▶ Written problem
Repeat word for word everything from the line containing "of the street" to the end of the listing, first and last lines included, and only that.

#### Raw records ####

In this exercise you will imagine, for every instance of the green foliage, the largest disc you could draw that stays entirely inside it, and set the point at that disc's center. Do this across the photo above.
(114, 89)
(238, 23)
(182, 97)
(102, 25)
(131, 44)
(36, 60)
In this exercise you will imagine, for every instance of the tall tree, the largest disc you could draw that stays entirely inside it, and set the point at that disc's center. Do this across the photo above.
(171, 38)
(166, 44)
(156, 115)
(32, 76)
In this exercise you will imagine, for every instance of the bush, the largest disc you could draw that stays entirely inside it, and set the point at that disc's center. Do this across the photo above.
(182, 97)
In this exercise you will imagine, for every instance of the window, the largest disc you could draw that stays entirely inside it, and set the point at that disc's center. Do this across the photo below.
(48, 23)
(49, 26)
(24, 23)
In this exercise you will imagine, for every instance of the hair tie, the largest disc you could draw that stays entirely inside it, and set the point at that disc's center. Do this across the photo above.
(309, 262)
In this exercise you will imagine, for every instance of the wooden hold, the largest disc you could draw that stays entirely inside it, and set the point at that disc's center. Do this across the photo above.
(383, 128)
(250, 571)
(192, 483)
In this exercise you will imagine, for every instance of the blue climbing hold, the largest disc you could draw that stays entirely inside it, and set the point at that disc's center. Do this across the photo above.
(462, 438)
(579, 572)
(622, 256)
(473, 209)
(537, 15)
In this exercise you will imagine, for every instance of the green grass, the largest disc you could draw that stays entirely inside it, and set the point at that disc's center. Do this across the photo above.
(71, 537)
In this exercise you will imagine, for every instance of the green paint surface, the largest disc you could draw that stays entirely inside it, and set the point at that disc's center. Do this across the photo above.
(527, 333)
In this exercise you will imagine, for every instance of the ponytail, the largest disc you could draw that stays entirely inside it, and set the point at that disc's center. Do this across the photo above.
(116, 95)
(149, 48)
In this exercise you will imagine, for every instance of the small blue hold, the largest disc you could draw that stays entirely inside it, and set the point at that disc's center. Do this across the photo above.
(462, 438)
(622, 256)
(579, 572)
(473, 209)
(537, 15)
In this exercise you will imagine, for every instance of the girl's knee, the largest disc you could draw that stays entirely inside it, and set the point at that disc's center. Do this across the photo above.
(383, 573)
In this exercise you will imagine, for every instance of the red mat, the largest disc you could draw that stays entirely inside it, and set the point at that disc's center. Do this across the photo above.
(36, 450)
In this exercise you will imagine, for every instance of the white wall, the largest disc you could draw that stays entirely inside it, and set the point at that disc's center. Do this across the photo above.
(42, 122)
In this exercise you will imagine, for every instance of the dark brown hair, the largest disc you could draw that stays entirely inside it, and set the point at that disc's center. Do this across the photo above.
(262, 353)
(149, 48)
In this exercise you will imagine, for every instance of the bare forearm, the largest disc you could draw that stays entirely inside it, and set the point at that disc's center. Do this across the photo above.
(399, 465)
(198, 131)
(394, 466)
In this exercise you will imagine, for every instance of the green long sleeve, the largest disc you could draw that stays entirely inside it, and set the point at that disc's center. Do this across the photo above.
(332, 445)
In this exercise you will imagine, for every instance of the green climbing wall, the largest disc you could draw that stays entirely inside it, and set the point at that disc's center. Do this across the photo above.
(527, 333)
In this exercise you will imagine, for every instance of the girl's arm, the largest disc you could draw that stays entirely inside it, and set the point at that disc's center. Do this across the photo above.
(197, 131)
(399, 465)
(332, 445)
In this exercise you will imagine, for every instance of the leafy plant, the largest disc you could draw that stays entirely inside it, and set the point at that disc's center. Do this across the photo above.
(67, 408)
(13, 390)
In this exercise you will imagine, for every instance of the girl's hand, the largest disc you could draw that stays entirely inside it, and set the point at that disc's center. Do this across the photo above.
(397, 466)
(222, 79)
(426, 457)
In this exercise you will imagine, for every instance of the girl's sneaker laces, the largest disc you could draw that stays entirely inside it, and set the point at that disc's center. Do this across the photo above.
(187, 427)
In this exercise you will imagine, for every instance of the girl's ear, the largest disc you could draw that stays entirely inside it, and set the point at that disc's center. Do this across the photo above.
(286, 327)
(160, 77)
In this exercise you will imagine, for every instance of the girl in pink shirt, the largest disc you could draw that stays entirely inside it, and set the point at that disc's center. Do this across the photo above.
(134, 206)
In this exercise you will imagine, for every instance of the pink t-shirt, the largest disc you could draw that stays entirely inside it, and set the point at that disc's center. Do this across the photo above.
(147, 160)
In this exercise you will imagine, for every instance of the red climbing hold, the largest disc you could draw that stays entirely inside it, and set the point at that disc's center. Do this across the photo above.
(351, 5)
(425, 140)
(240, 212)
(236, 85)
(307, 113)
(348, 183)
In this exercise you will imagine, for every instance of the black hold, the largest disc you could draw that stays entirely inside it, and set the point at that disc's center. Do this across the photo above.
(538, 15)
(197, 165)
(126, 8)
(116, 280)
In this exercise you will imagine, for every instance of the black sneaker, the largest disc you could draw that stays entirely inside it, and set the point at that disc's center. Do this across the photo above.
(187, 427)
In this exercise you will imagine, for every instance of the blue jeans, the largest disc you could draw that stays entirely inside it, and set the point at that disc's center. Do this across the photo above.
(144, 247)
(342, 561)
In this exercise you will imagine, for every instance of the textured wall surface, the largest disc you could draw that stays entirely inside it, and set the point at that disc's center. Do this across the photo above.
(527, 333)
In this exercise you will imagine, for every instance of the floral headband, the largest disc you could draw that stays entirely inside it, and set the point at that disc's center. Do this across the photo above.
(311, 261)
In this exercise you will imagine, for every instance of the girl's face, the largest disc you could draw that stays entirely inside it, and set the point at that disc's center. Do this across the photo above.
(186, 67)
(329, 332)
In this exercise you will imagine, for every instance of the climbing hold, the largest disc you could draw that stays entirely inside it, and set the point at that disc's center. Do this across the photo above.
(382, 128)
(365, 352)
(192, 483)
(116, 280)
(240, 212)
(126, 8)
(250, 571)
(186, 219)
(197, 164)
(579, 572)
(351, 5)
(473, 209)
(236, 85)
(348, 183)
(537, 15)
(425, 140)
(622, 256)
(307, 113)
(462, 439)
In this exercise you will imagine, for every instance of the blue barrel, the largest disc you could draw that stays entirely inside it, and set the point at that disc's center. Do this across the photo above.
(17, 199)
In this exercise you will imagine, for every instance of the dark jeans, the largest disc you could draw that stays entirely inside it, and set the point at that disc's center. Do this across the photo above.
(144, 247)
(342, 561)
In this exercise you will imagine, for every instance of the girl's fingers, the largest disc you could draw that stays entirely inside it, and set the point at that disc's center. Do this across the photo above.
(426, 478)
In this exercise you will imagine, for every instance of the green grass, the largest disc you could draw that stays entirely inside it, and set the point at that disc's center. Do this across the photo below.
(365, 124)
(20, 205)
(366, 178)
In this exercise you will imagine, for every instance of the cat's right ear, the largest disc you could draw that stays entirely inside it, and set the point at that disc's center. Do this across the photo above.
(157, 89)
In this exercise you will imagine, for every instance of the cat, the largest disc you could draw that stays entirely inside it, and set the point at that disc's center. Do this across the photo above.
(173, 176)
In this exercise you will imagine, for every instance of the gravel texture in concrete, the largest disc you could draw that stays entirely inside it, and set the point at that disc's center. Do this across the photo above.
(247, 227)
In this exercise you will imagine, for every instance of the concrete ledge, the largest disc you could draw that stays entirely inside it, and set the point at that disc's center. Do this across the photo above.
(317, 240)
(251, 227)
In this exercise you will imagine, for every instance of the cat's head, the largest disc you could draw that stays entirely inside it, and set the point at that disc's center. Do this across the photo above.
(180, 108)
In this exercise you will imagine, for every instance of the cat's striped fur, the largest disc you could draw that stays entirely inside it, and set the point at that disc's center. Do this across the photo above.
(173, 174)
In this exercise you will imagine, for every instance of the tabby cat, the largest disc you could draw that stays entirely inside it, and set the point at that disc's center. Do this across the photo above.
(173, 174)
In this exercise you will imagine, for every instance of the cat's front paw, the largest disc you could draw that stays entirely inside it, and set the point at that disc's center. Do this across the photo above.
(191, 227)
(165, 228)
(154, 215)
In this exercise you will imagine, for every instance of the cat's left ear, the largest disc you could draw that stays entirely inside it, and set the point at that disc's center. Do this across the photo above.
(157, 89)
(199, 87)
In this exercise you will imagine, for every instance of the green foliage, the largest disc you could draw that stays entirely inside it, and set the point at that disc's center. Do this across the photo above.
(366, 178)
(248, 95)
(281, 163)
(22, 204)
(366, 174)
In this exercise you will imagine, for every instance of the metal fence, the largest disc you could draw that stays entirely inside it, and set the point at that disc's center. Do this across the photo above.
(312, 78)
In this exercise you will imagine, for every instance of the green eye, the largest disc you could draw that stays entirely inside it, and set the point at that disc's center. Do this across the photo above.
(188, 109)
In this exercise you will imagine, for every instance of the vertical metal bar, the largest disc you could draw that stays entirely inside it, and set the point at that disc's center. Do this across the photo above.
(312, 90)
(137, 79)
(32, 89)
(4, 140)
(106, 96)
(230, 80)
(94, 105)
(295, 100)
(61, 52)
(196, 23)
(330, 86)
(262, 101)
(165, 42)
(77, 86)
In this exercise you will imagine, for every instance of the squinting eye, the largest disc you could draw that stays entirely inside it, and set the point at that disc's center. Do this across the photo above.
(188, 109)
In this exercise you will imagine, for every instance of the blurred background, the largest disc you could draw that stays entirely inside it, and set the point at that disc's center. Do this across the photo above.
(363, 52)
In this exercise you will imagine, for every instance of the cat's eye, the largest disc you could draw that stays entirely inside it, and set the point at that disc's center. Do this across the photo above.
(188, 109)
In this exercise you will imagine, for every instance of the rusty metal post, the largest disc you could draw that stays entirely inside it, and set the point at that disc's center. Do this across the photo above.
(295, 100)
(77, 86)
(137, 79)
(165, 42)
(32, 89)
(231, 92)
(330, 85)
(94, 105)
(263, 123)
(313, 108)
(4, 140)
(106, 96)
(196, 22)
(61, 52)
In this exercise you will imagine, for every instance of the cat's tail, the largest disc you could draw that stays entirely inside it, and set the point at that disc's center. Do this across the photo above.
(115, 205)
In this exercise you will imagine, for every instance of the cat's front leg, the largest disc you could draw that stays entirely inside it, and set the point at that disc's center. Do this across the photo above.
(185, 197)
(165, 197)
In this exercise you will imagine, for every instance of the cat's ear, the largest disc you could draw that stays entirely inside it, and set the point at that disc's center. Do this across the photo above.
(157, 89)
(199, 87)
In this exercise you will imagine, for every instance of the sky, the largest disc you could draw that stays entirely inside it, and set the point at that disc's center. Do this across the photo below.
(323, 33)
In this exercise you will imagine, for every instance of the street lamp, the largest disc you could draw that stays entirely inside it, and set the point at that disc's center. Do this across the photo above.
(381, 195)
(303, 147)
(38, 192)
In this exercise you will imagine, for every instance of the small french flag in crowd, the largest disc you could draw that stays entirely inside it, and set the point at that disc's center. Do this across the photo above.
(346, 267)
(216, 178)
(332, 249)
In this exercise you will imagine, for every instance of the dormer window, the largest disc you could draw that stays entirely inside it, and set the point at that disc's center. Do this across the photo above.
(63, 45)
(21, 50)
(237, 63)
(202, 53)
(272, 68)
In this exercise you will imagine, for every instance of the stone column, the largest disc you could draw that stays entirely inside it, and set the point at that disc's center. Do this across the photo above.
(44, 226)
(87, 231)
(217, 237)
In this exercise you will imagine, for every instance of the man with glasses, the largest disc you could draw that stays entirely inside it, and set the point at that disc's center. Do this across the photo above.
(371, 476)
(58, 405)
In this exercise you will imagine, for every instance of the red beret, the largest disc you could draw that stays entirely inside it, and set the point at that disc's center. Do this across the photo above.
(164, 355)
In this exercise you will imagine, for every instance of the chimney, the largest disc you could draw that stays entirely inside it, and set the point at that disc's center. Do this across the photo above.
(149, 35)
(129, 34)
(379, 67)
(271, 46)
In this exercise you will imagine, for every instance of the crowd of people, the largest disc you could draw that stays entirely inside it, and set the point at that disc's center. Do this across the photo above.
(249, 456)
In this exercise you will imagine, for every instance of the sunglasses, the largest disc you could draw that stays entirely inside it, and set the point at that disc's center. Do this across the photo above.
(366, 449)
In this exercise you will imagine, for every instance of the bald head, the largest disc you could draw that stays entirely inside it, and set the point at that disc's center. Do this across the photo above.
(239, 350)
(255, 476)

####

▶ Written response
In this exercise you will imagine, for every instance of the street lamp, the largest disc you could draw that stays entirely inside it, and set the point at that disc's center. Do this across the photo above.
(381, 195)
(303, 147)
(38, 192)
In this exercise you will imagine, for every instance of the small french flag in crowd, the largest disc you could draw that stays entirely inside it, and set the point at that disc's center. Do this across the photo above.
(346, 267)
(216, 178)
(332, 249)
In this exercise you will imagine, for every instance of the dormer window, the largest disc you could draw that stays entirely inside it, and set the point at that disc's center. Do this across the photo above.
(63, 45)
(21, 50)
(237, 63)
(202, 53)
(272, 68)
In this exercise you will imagine, for every instance of the stone column, the largest disc you could draw that stays entirely inside it, and set the point at that disc's center. Do this across the photo above.
(44, 226)
(87, 231)
(217, 237)
In this exercise you will imagine, for every instance of the man with glasses, the largest disc you could draw that stays entirely inside it, and set the point at that disc's center. Do this across the photo above.
(371, 476)
(58, 405)
In this exercise you will imagine, for every instance of the red beret, the largest disc you could draw that stays entirely inside it, and set the point at that disc's center. Do this across the photo above.
(164, 355)
In this exercise you will imagine, for every instance of the chimney, the largest disc you could draw that stays entirely inside it, and set the point at that disc's center. Do this across the photo above.
(149, 35)
(129, 34)
(379, 67)
(271, 46)
In this exercise you will imagine, for every instance of the crowd of people, the largest disc you could draw that stays entirely inside it, and set the point at that disc's center. Do this across the photo above.
(249, 456)
In this exercise you will imagine, for every instance of the sunglasses, the largest disc you could draw that stays entirely inside it, and set the point at that disc's center. Do this across the photo above.
(366, 449)
In this exercise you will imagine, for every instance of the bald head, the largest disc you could draw that stays entirely inside it, and set the point at that disc's center. Do this across the photo above.
(239, 350)
(255, 476)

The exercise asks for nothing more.